The problem ->
Write out the following lines word for word, leaving nothing out and changing nothing.

>> BEGIN Records supplied

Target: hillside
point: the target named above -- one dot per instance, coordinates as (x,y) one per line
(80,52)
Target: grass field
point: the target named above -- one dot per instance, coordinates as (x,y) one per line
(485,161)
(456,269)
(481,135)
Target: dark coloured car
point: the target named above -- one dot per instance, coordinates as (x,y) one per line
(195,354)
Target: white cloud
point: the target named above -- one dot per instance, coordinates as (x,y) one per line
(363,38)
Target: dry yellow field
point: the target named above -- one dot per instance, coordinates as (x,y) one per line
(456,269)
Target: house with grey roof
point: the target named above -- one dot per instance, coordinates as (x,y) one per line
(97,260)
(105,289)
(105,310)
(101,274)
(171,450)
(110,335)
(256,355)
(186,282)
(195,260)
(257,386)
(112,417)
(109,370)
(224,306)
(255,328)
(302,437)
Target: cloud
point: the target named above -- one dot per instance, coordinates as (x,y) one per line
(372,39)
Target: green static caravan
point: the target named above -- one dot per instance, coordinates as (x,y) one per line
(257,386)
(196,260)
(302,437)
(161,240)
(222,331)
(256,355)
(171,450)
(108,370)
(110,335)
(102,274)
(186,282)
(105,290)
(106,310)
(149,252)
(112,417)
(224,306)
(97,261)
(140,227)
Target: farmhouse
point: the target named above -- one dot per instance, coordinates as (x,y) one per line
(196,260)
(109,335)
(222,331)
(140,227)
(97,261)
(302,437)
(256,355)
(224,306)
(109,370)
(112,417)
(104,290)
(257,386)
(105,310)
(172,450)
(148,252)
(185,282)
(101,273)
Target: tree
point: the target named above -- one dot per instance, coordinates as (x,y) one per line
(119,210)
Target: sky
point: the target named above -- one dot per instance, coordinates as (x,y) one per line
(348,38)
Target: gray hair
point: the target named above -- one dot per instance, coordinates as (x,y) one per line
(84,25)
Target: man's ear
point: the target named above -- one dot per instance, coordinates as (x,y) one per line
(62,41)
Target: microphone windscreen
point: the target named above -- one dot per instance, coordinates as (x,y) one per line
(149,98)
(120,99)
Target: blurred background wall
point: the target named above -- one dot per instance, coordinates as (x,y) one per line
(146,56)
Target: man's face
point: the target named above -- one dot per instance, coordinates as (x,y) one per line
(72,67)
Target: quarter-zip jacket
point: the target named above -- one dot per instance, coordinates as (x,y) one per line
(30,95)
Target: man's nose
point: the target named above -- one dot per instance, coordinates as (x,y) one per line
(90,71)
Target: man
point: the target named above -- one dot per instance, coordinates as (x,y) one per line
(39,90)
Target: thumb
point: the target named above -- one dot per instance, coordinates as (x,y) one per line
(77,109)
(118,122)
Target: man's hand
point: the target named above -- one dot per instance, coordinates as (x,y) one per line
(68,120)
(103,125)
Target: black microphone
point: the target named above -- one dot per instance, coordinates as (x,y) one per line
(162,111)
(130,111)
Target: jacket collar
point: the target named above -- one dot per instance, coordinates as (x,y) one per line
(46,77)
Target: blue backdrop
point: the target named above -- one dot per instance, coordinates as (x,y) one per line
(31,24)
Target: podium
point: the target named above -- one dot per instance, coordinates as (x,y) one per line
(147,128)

>> END Records supplied

Answer to the problem ->
Target: hillside
point: the target named above -- one dot per instance, coordinates as (x,y) one per line
(80,52)
Target: grass field
point: the target named above -- one dot per instance, coordinates as (x,y) one per line
(485,161)
(456,269)
(481,135)
Target: dark coloured car
point: the target named above -- one dot per instance, coordinates as (x,y) one per line
(195,354)
Target: white cloud
point: the target named above -- one dot per instance, coordinates as (x,y) one per line
(363,38)
Target: dry yellow field
point: the target named above -- one dot per instance, coordinates as (x,y) one per line
(456,269)
Target: house with grey roof
point: the target named above -- one dot per instance, coordinates as (x,y) one per line
(97,260)
(105,289)
(105,310)
(101,274)
(171,450)
(110,335)
(256,355)
(186,282)
(195,260)
(257,386)
(112,417)
(109,370)
(224,306)
(255,328)
(302,437)
Target: cloud
point: the target named above -- one dot per instance, coordinates as (x,y) one per line
(372,39)
Target: green static caravan
point: the target named above -- one dot per instance, coordinates as (x,y) one per line
(257,386)
(196,260)
(302,437)
(161,240)
(222,331)
(256,355)
(171,450)
(108,370)
(110,335)
(102,274)
(186,282)
(105,290)
(106,310)
(149,252)
(112,417)
(224,306)
(97,261)
(140,227)
Target: farmhouse
point: the target named above -- one dot per instance, coordinates as (x,y) one per line
(196,260)
(109,335)
(222,331)
(140,227)
(97,261)
(302,437)
(256,355)
(224,306)
(109,370)
(112,417)
(104,290)
(257,386)
(105,310)
(172,450)
(148,252)
(185,282)
(101,273)
Target: tree
point: the target named above -- one dot per instance, coordinates as (x,y) one per line
(119,210)
Target: sky
point: the target named above -- one dot per instance, coordinates as (x,y) one per line
(348,38)
Target: gray hair
point: the target named above -- one dot per instance, coordinates as (x,y) one per line
(84,25)
Target: man's ear
point: the target named above -- one dot per instance, coordinates as (x,y) one per line
(62,41)
Target: microphone windscreen
point: the target named above -- one dot per instance, coordinates as (x,y) one per line
(149,98)
(120,99)
Target: blurred background wall
point: the target named above -- one dot per instance, coordinates as (x,y) one per line
(146,56)
Target: man's face
point: the target named above -- one dot per instance, coordinates as (x,y) one per line
(72,67)
Target: quarter-zip jacket
point: the target named above -- one dot per instance, coordinates as (x,y) one per line
(30,95)
Target: man's nose
point: the target named above -- one dot per instance, coordinates as (x,y) one per line
(90,71)
Target: man
point: the target named above -- one dot per instance, coordinates as (x,y) one per line
(39,90)
Target: thumb
point: the target named above -- one dot per instance, coordinates as (x,y) one per line
(77,109)
(118,122)
Target: man's hand
point: the target named above -- one dot per instance, coordinates as (x,y) one per line
(68,120)
(103,125)
Target: black microphone
point: the target named above -- one dot per instance, coordinates as (x,y) one per line
(162,111)
(130,111)
Target: jacket collar
point: the target named above -- one dot per instance, coordinates as (x,y) one per line
(46,77)
Target: blue backdrop
point: the target named above -- one dot per instance, coordinates as (x,y) one per line
(31,24)
Target: podium
point: the target named above -- one dot per instance, coordinates as (x,y) one per line
(147,128)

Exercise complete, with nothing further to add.